**INSTRUCTION A:** In the news item about the House vote on aircraft sales to Iran, what does the legislation bar the government from doing?

**SOURCE DOCUMENT:**
□ □ □ □ □ □ □

This file photo taken on March 19, 2014 shows the dome of the US Capitol in Washington, DC. (Photo by AFP)

The US House of Representatives has passed legislation to bar the government from facilitating the sales of aircraft to Iran, prompting speculations that Washington is ignoring its obligations under a nuclear deal with Iran. 

Pye Ian, an independent economic and political researcher, told Press TV that the United States wants to continue its pressures on Iran to bring it to the negotiating table on issues which are not related to its nuclear program.

US President-elect Donald Trump, he said, is taking advice from old realist politicians like Henry Kissinger, "to use stick instead of carrot with regard to Iran in order to bring it to the table with regard to other factors not nuclear weapons, not nuclear enrichment.”

"It (the US establishment) is very concerned with the strategy that it puts forward toward Iran expecting to be able to have Iran come to the table and see eye to eye on various issues involving longer term strategy in the energy sector, in the regional sector, with regard to Syria, Iraq, Lebanon and elsewhere,” Ian said on Friday night.

□ □ □ □ □ □ □

Saved data entries:
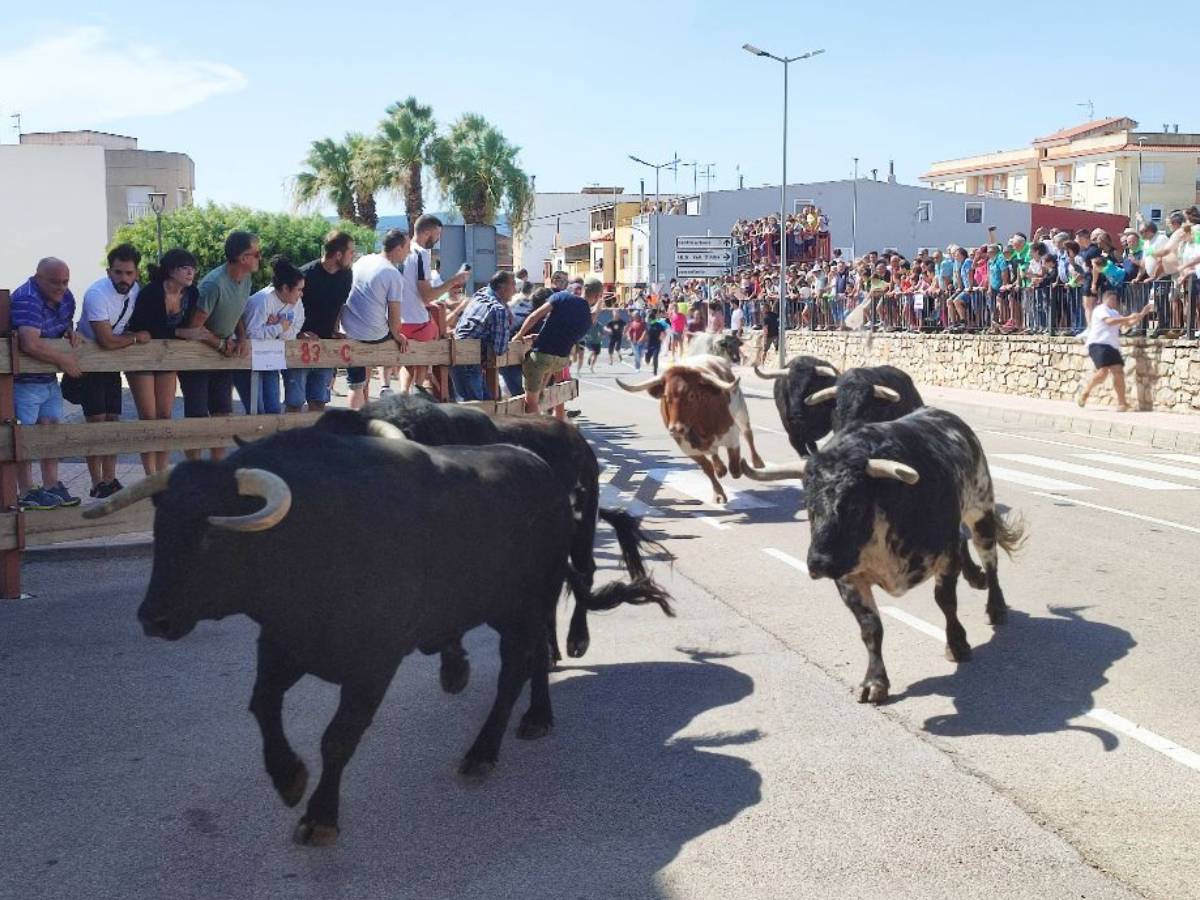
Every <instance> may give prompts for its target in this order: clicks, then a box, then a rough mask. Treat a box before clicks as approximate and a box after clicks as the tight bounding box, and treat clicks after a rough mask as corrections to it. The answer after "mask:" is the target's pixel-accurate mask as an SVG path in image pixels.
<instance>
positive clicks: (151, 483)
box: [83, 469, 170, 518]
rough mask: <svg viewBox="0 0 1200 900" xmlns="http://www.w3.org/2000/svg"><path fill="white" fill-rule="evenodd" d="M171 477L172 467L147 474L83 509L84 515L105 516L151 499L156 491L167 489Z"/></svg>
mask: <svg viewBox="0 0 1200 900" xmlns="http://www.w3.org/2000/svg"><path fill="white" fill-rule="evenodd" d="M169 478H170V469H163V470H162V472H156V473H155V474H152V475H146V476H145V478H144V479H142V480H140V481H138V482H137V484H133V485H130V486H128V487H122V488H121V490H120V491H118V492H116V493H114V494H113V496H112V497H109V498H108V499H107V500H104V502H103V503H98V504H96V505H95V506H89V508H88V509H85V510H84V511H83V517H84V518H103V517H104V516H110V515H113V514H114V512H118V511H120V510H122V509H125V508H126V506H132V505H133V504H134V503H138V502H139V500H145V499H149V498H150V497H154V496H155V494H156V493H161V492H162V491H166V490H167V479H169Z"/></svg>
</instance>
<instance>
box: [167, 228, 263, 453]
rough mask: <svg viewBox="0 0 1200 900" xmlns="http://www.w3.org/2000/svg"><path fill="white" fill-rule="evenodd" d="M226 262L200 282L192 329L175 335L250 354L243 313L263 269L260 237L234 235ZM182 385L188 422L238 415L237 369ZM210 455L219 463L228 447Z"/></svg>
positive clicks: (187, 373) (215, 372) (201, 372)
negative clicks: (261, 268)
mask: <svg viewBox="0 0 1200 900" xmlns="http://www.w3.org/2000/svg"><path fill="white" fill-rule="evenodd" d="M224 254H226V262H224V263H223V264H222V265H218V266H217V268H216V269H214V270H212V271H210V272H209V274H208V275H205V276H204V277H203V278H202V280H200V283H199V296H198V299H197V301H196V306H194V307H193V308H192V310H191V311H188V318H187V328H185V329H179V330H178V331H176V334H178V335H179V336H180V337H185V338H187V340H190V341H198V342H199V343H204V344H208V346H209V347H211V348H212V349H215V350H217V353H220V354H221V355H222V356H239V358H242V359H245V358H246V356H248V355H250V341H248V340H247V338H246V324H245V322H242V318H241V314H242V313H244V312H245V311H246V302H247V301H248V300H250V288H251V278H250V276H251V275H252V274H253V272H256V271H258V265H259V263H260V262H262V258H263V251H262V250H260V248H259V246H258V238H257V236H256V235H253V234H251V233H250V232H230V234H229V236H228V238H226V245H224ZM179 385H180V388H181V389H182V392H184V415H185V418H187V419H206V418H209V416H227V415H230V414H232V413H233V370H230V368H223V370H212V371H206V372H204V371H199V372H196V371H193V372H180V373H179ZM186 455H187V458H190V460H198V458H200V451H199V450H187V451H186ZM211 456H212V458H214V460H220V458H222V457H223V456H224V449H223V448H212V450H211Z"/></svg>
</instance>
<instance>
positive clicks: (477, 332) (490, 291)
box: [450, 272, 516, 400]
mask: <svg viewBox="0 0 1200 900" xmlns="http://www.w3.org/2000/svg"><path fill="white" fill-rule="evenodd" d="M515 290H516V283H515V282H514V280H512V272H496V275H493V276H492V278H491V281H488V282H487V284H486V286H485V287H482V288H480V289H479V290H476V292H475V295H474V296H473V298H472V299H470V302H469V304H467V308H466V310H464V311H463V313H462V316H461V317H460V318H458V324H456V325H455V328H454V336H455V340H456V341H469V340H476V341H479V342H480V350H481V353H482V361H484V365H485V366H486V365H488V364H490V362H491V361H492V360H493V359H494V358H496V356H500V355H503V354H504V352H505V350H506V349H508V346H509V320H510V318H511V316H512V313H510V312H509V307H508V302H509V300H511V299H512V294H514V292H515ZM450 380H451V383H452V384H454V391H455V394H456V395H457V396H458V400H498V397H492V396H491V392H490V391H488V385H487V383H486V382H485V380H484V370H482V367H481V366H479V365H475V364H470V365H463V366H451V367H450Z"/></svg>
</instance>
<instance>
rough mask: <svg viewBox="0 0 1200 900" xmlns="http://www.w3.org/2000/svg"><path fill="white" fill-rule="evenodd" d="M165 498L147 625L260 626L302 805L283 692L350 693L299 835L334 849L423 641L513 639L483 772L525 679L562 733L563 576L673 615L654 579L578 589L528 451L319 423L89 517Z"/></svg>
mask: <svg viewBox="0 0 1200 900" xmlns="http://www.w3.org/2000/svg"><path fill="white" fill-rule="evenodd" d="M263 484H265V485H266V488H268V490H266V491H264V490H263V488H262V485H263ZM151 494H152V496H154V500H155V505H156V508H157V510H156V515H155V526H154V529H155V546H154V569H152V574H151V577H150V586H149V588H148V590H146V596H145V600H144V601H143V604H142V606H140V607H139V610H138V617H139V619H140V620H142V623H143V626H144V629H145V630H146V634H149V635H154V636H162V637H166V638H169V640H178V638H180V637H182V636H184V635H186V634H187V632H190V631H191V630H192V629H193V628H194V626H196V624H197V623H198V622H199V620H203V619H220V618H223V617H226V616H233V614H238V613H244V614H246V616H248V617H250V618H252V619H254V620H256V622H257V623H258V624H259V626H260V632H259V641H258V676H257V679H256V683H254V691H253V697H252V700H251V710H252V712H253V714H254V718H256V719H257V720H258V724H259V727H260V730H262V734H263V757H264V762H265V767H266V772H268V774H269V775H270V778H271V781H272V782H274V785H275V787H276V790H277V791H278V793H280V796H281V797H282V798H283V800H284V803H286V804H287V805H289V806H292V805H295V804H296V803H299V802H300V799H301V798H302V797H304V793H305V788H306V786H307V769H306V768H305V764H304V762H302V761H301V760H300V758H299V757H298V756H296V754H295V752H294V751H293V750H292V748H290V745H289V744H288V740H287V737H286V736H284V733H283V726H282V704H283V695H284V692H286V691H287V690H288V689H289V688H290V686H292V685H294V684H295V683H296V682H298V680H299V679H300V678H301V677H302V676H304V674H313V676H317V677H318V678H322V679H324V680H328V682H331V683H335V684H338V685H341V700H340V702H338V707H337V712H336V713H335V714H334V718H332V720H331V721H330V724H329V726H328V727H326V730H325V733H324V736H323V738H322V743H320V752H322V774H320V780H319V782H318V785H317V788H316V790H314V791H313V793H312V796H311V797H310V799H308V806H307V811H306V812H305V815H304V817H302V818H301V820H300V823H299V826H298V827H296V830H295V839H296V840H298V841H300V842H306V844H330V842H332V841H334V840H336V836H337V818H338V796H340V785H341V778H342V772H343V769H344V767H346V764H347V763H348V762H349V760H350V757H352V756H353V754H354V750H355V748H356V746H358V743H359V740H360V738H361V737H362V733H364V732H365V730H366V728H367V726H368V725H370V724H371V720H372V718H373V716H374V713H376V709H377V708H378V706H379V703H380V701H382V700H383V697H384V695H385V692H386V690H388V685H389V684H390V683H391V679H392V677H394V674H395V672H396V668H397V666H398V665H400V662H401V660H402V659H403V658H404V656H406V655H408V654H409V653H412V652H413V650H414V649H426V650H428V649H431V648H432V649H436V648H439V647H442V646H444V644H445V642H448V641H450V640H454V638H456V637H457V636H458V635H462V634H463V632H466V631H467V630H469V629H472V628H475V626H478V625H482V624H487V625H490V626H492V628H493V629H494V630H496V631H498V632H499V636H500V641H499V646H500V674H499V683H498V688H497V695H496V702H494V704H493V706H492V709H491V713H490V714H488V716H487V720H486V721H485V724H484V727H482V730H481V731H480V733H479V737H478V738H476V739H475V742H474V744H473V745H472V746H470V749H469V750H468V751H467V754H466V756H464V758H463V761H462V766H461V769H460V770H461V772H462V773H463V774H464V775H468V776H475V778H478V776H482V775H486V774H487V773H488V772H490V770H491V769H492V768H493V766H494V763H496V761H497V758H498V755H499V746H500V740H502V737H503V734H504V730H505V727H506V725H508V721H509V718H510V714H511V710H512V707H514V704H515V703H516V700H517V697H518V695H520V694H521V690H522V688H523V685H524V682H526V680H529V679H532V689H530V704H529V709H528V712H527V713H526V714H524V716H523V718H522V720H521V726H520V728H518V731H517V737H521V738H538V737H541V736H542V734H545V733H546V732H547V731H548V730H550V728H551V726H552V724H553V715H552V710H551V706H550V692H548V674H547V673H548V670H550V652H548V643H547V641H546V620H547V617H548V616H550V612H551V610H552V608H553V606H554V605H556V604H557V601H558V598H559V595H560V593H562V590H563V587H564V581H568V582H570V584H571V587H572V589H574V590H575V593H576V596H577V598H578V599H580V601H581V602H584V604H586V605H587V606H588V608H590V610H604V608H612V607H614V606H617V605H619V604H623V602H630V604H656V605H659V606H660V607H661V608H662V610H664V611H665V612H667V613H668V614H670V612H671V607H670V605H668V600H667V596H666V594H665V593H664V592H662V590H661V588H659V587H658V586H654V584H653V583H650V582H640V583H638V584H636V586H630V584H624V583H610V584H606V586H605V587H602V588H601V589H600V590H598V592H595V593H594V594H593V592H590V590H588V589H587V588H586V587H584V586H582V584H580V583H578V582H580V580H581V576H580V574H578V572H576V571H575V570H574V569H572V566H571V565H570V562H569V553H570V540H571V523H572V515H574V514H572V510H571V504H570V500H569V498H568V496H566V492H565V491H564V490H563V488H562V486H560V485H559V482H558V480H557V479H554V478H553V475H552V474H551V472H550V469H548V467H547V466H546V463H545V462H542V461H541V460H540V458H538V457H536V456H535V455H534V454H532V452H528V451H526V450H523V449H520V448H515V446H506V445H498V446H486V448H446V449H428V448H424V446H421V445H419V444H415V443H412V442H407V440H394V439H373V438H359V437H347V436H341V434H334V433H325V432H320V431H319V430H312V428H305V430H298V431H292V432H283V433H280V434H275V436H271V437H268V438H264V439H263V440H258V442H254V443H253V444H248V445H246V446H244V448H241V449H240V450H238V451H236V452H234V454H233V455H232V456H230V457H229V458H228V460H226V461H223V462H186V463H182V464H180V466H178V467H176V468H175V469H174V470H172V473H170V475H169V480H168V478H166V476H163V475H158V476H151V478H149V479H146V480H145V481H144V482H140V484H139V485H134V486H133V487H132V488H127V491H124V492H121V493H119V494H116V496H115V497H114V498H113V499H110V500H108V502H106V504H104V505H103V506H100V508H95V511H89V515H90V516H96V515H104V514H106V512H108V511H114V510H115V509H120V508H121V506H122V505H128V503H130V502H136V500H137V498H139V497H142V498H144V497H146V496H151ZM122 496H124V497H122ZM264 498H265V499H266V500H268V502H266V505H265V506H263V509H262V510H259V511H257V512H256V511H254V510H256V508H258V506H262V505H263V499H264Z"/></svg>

□ □ □ □ □ □ □

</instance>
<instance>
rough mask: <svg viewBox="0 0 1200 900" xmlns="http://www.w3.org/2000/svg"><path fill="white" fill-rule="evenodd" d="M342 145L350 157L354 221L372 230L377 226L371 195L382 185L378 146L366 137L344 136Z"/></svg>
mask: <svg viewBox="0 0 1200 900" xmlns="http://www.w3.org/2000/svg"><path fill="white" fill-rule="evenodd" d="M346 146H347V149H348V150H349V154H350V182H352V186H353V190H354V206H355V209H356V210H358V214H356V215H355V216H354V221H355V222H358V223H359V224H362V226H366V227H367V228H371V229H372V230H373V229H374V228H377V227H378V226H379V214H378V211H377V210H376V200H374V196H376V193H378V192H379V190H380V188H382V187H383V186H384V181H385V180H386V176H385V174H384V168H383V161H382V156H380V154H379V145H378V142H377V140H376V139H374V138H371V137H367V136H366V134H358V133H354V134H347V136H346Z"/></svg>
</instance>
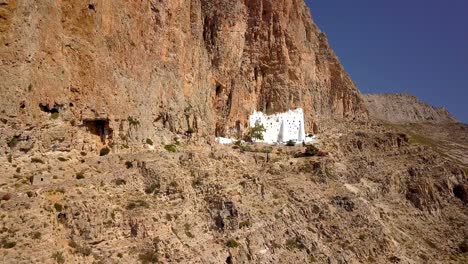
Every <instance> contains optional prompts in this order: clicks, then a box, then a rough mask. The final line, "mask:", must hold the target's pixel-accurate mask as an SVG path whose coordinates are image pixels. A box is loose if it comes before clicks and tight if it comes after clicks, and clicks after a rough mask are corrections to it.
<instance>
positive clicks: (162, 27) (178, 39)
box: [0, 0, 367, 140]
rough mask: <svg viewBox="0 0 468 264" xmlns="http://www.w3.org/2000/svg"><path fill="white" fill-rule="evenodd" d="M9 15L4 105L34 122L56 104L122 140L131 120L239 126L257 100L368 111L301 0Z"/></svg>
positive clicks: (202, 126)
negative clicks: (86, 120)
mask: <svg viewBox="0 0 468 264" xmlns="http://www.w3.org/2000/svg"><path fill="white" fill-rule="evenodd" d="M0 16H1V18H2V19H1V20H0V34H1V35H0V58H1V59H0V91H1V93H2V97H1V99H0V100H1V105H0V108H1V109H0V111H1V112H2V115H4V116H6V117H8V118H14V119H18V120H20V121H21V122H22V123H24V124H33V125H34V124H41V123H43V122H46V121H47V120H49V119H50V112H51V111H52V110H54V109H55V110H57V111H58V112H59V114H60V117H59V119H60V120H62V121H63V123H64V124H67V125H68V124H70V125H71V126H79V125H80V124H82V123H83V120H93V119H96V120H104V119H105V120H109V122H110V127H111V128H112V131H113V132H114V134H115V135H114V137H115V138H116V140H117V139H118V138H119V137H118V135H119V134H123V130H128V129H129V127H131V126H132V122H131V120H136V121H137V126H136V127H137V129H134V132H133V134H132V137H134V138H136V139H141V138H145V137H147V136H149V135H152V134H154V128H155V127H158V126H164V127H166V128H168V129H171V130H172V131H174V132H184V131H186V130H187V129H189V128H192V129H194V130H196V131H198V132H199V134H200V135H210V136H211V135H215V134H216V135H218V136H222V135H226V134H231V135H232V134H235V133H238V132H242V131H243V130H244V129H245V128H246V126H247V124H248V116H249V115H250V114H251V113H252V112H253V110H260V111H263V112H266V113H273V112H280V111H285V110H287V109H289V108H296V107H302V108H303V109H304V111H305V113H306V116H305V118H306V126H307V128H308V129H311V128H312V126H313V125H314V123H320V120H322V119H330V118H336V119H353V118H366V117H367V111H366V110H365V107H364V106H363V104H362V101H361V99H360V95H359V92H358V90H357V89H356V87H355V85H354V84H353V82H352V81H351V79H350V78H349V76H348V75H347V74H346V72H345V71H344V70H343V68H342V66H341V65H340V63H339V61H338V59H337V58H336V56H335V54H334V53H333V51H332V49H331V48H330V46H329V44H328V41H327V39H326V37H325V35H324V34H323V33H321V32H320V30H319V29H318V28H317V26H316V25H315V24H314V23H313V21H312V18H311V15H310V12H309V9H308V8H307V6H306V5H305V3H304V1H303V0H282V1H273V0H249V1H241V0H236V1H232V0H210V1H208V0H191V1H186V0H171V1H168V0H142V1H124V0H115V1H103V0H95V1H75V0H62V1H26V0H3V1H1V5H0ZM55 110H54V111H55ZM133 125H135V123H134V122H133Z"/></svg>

□ □ □ □ □ □ □

**INSTRUCTION B:** Copy out the stretch of the listing from the line containing "Every <instance> may" through the line containing "positive clicks: (187, 373)", both included, with every line unchanged.

**RESPONSE AREA A:** It bars the government from facilitating the sales of aircraft to Iran.

**RESPONSE AREA B:**
Every <instance> may give prompts for its target in this order: clicks, then a box, then a rough mask. Treat a box before clicks as approximate and a box after clicks as the tight bounding box, and treat clicks after a rough mask as corrections to it. The answer after "mask:" is the target's pixel-accurate mask as an SVG path in image pixels.
<instance>
positive clicks: (151, 483)
box: [83, 469, 170, 518]
rough mask: <svg viewBox="0 0 1200 900" xmlns="http://www.w3.org/2000/svg"><path fill="white" fill-rule="evenodd" d="M171 477L172 467L147 474L83 509L84 515L105 516L151 499L156 491L167 489Z"/></svg>
mask: <svg viewBox="0 0 1200 900" xmlns="http://www.w3.org/2000/svg"><path fill="white" fill-rule="evenodd" d="M169 478H170V469H163V470H162V472H156V473H155V474H152V475H146V476H145V478H144V479H142V480H140V481H138V482H137V484H133V485H130V486H128V487H122V488H121V490H120V491H118V492H116V493H114V494H113V496H112V497H109V498H108V499H107V500H104V502H103V503H98V504H96V505H95V506H89V508H88V509H85V510H84V511H83V517H84V518H103V517H104V516H110V515H113V514H114V512H118V511H120V510H122V509H125V508H126V506H132V505H133V504H134V503H138V502H139V500H145V499H149V498H150V497H154V496H155V494H156V493H161V492H162V491H166V490H167V479H169Z"/></svg>
</instance>
<instance>
box: [167, 228, 263, 453]
rough mask: <svg viewBox="0 0 1200 900" xmlns="http://www.w3.org/2000/svg"><path fill="white" fill-rule="evenodd" d="M226 262L200 282L192 329L175 335L250 354L243 313L263 269L260 237L234 235ZM182 385L188 422L238 415L237 369ZM210 455L219 463L228 447Z"/></svg>
positive clicks: (187, 373) (215, 372) (201, 372)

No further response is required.